====== ROWS ======

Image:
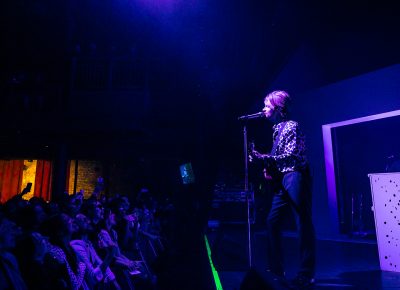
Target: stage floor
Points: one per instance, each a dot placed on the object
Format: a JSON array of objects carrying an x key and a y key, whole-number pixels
[{"x": 341, "y": 264}]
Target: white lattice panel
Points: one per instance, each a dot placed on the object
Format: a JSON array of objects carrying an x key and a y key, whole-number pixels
[{"x": 385, "y": 188}]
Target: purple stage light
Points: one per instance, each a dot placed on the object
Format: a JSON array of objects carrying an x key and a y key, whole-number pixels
[{"x": 330, "y": 162}]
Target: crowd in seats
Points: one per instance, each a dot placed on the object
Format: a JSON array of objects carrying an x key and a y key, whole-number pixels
[{"x": 78, "y": 243}]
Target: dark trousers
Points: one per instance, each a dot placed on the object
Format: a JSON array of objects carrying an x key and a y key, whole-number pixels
[{"x": 295, "y": 193}]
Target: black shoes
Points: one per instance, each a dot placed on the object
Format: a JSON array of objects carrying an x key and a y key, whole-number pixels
[{"x": 302, "y": 282}]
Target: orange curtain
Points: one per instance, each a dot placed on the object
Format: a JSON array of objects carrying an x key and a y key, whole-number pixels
[
  {"x": 10, "y": 178},
  {"x": 43, "y": 179}
]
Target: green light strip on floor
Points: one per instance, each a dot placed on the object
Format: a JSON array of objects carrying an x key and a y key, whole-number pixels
[{"x": 218, "y": 284}]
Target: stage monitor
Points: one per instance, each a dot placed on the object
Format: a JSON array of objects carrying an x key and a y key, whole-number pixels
[{"x": 187, "y": 174}]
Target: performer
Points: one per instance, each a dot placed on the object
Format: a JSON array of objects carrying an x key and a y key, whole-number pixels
[{"x": 288, "y": 168}]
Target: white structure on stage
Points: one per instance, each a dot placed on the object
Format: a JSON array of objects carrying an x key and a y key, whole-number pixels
[{"x": 385, "y": 188}]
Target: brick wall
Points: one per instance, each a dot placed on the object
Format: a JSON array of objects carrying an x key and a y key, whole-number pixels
[{"x": 88, "y": 172}]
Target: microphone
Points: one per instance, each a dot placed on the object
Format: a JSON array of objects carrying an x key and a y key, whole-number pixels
[{"x": 251, "y": 116}]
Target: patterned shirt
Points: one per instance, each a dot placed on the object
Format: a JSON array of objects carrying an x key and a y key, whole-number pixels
[{"x": 290, "y": 150}]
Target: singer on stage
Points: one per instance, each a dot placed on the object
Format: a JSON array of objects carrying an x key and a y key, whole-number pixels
[{"x": 287, "y": 168}]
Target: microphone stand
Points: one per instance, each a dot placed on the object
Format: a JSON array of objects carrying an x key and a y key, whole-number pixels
[{"x": 246, "y": 189}]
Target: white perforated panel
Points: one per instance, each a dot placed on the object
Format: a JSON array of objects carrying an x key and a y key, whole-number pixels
[{"x": 385, "y": 188}]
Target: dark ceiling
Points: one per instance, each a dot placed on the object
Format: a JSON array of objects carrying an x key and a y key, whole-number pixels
[{"x": 204, "y": 62}]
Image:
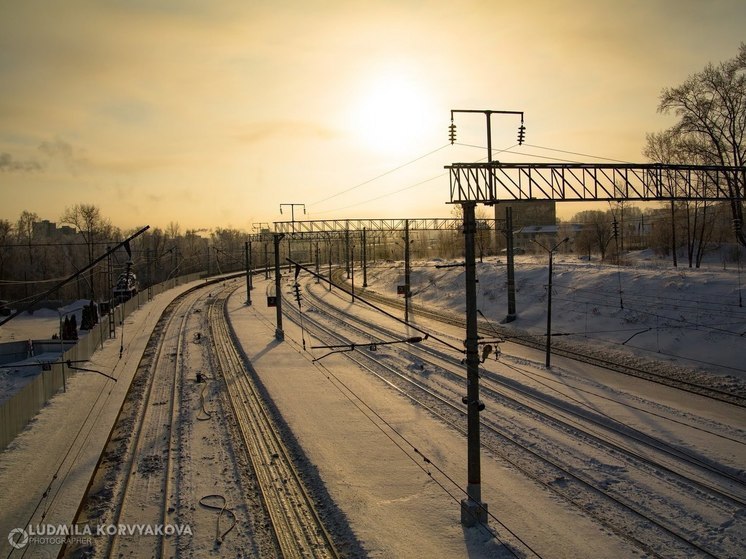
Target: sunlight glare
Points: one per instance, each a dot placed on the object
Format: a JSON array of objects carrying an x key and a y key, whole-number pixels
[{"x": 393, "y": 115}]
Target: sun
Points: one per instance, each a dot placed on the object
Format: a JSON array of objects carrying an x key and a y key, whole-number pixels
[{"x": 393, "y": 114}]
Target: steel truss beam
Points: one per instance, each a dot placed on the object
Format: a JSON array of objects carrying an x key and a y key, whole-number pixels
[
  {"x": 490, "y": 183},
  {"x": 368, "y": 224}
]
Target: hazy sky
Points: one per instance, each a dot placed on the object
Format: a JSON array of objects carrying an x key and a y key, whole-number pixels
[{"x": 213, "y": 113}]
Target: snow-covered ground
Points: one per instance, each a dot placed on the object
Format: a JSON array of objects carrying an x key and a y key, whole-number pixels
[
  {"x": 394, "y": 508},
  {"x": 692, "y": 317}
]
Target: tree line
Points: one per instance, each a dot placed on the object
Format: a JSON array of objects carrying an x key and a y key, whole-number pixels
[{"x": 33, "y": 259}]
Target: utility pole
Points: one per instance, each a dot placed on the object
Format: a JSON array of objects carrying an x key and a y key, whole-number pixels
[
  {"x": 511, "y": 264},
  {"x": 249, "y": 287},
  {"x": 292, "y": 220},
  {"x": 473, "y": 510},
  {"x": 547, "y": 361},
  {"x": 279, "y": 334},
  {"x": 509, "y": 220},
  {"x": 406, "y": 271},
  {"x": 365, "y": 260}
]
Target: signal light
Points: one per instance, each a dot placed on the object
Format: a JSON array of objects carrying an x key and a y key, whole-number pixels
[{"x": 452, "y": 132}]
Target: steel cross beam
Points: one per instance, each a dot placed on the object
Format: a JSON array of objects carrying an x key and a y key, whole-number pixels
[
  {"x": 490, "y": 183},
  {"x": 372, "y": 225}
]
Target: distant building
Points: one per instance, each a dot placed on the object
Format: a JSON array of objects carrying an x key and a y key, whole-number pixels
[
  {"x": 44, "y": 229},
  {"x": 529, "y": 212},
  {"x": 525, "y": 214}
]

======

Update everything from the line containing "Target: signal light" down to the end of the entries so that "whole-number pixels" becomes "integer pixels" throughout, and leave all other text unchanged.

Target: signal light
Points: one per instance, each a dot placed on the object
Format: a JSON array of objects carrying an x key and a y key, integer pixels
[{"x": 452, "y": 132}]
Target: steel cross beam
Points: one per instance, each a dot placed on the object
Format: a JSON array of objects carrying an x key and a y key, integer pixels
[
  {"x": 490, "y": 183},
  {"x": 372, "y": 225}
]
Target: distant building
Points: one per instance, each a dot placed on the object
Format: a JSON array of objects carrying an x key and a y key, integer pixels
[
  {"x": 44, "y": 229},
  {"x": 529, "y": 212},
  {"x": 525, "y": 214}
]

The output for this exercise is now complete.